QUOTED PASSAGE.
# # # # # # #
Policymakers urgently need ideas on ways to end hunger. But a global review of the literature finds that most researchers have had the wrong priorities.
How can research help to end hunger? One way to answer this question is to assess published research on hunger, and determine which interventions can make a difference to the lives of the 690 million people who go hungry every day.
That’s what an international research consortium called Ceres2030 has been doing1. And the results of its 3-year effort to review more than 100,000 articles are published this week across the Nature Research journals2. The consortium’s findings — coming just days after this year’s Nobel Peace Prize was awarded to the World Food Programme — are both revealing and concerning.
The team was able to identify ten practical interventions that can help donors to tackle hunger, but these were drawn from only a tiny fraction of the literature. The Ceres2030 team members found that the overwhelming majority of the agricultural-research publications they assessed were unable to provide solutions, particularly to the challenges faced by smallholder farmers and their families.
# # # # # # #
ASSIGNMENT 1.
Return the hunger research passage word for word from "Policymakers urgently need" up to and including "hungry every day.".
ASSIGNMENT 2.
According to the hunger research passage, how many articles did the Ceres2030 consortium review in its 3-year effort?

GIVEN ENTRIES.
# # # # # # #
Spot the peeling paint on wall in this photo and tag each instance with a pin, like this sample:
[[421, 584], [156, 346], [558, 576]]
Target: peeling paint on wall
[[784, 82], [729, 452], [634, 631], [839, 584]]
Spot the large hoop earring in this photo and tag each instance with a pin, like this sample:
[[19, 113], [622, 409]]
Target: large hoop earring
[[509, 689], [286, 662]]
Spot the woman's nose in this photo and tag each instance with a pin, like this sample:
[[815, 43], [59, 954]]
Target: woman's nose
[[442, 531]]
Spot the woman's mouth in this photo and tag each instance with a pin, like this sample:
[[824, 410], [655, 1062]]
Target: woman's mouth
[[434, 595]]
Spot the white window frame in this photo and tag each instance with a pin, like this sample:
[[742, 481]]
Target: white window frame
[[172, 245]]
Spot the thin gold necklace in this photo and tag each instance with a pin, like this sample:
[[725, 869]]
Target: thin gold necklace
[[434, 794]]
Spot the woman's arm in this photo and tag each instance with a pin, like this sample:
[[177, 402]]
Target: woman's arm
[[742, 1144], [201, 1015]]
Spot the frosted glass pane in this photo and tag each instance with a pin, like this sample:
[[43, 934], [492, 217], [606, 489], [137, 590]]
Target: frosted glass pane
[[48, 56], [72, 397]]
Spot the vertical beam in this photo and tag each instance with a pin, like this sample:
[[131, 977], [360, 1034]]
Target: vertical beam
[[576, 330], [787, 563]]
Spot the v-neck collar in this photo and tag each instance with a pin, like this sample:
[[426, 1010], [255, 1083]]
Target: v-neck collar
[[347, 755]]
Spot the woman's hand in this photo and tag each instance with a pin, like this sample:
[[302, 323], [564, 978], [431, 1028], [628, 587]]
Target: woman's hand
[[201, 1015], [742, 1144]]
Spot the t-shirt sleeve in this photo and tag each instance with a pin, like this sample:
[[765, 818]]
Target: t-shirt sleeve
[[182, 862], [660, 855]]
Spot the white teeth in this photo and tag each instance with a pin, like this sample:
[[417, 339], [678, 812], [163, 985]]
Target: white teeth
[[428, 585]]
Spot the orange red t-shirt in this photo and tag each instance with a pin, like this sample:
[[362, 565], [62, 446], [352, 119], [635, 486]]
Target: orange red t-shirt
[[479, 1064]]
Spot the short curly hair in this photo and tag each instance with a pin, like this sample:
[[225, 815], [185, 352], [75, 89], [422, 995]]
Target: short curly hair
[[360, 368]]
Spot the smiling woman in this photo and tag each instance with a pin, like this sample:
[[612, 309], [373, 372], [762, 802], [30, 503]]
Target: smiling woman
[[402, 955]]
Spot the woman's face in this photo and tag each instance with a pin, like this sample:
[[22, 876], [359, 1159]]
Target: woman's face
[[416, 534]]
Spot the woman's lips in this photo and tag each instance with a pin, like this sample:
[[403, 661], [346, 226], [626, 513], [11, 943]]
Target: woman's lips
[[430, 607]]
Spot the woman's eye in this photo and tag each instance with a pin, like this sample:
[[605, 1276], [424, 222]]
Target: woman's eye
# # # # # # #
EXPECTED ANSWER 1.
Policymakers urgently need ideas on ways to end hunger. But a global review of the literature finds that most researchers have had the wrong priorities.
How can research help to end hunger? One way to answer this question is to assess published research on hunger, and determine which interventions can make a difference to the lives of the 690 million people who go hungry every day.

EXPECTED ANSWER 2.
More than 100,000 articles.